## Things to do
(A) In the Greetings from Germany thread, which version of Cubase does the opening post say was bought?
(B) Translate this sentence from the Greetings from Germany thread into Spanish: "I’ve been reading this forum for quite some time."

╭─ Supplied text

# Greetings from Germany



## Chris Wagner (Aug 31, 2018)

Hello!

My name is Christoph, I’m from Germany and I love soundtracks, trailer music, classical music and some genres of EDM.

Some of my favourite composers are John Williams, John Powell, David Arnold, Chopin and Rachmaninov.

A couple of years ago I got interested in producing music. I bought Cubase 6.5, some soft synths like Sylenth1 and Spire and started to play around. A year later I got Komplete 9, Hollywood Brass Gold and 8Dio Adagietto. So I started to fiddle around with orchestral libraries. Nothing serious.

This year I decided to take it a step further. With just a rudimentary knowledge of music theory - I learned to play soprano/alto recorder and the piano as a child but unfortunately I haven’t played any instruments for the last 20 years - I felt very limited and therefore I started to learn music theory recently. Let’s see if I’ll reach my goal of composing my own orchestral music in the not too far future .

I’ve been reading this forum for quite some time. Great place.

Looking forward to having a good time here.


----------



## Jaap (Oct 1, 2018)

Welcome Chris  nice taste of music you have and you came certainly to the right place here!


----------



## MartinH. (Oct 1, 2018)

Chris Wagner said:


> John Williams [...] Let’s see if I’ll reach my goal of composing my own orchestral music in the not too far future .



Check this channel out and welcome to the forum: 
https://www.youtube.com/user/MikeVerta/videos


----------



## Chris Wagner (Oct 3, 2018)

Jaap said:


> Welcome Chris  nice taste of music you have and you came certainly to the right place here!


Thank you, Jaap.



MartinH. said:


> Check this channel out and welcome to the forum:
> https://www.youtube.com/user/MikeVerta/videos


Hey Martin. I'll do so. Thanks.

╰─
╭─ Records supplied

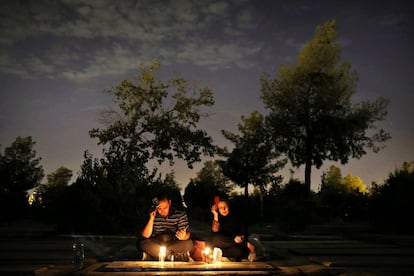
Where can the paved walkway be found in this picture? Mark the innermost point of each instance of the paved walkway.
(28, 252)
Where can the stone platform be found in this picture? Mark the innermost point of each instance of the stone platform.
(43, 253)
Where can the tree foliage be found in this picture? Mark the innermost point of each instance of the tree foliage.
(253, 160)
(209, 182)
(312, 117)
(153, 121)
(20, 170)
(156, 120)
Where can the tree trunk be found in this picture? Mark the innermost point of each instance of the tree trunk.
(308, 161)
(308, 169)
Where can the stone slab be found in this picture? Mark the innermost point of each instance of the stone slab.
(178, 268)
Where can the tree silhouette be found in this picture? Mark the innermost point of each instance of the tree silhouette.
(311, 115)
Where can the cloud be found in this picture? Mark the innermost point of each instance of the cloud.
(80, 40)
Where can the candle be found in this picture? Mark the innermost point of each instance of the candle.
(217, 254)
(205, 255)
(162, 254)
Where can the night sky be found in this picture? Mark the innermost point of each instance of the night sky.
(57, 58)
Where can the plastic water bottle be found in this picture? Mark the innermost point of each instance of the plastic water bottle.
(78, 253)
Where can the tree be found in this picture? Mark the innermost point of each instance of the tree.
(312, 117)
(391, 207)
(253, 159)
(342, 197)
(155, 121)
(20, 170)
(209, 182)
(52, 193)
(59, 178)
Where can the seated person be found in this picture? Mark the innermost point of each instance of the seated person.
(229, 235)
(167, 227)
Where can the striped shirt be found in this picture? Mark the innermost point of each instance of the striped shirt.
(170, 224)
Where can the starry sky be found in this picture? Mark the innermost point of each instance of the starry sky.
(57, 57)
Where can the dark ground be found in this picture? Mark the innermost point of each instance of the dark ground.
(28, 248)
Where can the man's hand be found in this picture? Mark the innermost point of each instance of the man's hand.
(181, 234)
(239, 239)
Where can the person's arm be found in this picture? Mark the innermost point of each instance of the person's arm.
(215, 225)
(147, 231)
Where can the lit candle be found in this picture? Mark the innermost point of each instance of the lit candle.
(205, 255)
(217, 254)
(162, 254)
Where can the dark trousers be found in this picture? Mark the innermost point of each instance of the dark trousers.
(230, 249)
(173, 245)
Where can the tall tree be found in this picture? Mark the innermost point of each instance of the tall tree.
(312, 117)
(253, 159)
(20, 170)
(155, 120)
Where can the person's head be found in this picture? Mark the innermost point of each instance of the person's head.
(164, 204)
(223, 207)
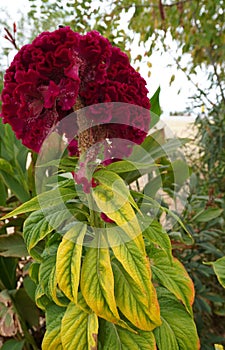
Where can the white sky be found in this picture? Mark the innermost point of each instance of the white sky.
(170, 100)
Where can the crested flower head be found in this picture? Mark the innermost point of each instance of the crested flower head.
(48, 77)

╰─
╭─ Records supplied

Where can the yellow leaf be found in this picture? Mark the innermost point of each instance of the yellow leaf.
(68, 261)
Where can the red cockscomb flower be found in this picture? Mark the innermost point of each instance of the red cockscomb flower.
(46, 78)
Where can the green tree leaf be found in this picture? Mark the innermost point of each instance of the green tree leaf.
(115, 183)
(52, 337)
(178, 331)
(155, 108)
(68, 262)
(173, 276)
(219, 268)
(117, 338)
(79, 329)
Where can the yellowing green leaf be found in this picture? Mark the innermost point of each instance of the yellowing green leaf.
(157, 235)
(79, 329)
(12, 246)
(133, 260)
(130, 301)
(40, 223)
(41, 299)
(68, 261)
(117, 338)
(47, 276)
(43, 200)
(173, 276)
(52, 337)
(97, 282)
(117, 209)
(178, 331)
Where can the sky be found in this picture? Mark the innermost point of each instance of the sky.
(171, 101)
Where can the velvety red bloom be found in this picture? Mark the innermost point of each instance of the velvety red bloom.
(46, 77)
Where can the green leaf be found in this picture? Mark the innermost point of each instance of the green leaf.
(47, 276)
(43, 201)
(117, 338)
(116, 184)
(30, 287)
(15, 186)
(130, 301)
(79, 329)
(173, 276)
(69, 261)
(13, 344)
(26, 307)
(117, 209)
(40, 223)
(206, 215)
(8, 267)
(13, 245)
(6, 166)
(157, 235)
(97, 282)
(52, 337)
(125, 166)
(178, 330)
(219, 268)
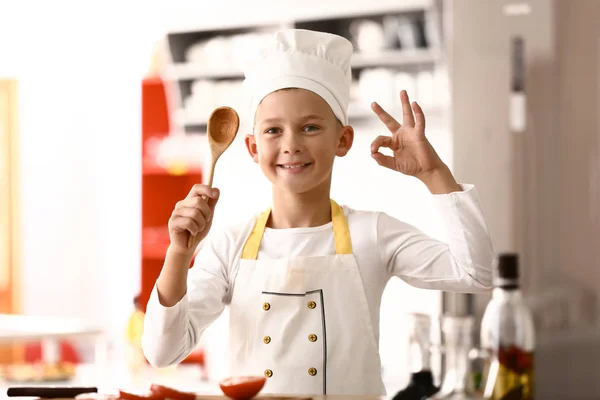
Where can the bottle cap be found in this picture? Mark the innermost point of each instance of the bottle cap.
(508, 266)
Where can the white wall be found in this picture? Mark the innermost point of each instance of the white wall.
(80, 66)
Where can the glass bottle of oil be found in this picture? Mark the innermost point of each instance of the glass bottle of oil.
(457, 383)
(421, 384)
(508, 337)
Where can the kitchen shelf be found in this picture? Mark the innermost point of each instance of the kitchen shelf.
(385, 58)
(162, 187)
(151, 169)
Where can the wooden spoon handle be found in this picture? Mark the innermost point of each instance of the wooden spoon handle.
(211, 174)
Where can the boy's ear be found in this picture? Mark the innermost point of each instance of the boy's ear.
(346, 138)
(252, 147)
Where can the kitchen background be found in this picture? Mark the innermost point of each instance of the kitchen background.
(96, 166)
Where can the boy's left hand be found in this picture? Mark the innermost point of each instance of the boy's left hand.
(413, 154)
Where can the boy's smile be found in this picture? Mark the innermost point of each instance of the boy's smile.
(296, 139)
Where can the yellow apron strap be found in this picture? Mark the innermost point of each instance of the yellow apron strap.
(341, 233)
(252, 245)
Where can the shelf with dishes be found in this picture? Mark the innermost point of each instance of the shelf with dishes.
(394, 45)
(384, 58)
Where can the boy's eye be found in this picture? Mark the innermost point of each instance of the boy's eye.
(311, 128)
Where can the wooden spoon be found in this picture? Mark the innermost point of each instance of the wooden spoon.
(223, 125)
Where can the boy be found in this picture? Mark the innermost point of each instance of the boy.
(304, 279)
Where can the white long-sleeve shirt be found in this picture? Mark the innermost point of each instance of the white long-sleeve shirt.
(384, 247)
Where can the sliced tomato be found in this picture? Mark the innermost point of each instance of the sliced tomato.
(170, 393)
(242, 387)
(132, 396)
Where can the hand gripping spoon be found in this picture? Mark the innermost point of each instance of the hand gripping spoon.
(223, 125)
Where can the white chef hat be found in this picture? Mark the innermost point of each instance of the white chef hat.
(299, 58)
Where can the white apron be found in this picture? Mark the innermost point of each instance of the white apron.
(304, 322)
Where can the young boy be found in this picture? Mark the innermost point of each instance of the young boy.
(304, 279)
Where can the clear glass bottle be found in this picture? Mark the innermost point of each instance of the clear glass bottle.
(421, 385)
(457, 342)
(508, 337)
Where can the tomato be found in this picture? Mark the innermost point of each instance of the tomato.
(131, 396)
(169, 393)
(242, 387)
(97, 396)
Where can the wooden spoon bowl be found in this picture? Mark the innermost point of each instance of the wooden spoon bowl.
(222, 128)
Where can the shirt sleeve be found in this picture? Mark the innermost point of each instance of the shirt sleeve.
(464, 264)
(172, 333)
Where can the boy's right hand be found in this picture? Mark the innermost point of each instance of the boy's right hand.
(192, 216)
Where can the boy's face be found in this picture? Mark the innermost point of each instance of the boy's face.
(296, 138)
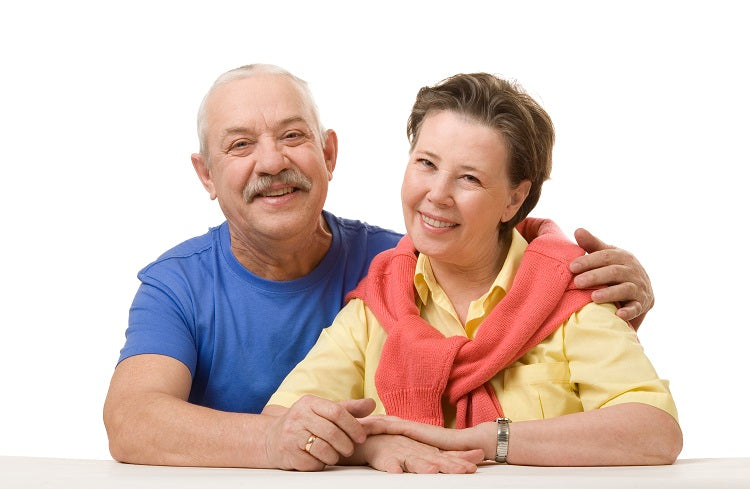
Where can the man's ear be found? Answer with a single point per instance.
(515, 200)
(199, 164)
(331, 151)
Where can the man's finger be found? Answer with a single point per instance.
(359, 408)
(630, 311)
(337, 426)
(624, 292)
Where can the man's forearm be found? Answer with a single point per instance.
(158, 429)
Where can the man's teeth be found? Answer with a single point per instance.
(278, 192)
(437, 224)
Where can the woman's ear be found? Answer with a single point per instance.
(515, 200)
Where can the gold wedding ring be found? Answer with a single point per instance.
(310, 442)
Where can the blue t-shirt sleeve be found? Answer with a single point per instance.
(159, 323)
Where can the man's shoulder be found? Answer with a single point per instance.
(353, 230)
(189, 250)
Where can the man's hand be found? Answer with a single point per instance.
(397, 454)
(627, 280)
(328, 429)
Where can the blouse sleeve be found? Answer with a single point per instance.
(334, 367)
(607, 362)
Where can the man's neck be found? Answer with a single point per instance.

╰─

## Task-by-task solutions
(A) Cubase 6.5

(B) Llevo bastante tiempo leyendo este foro.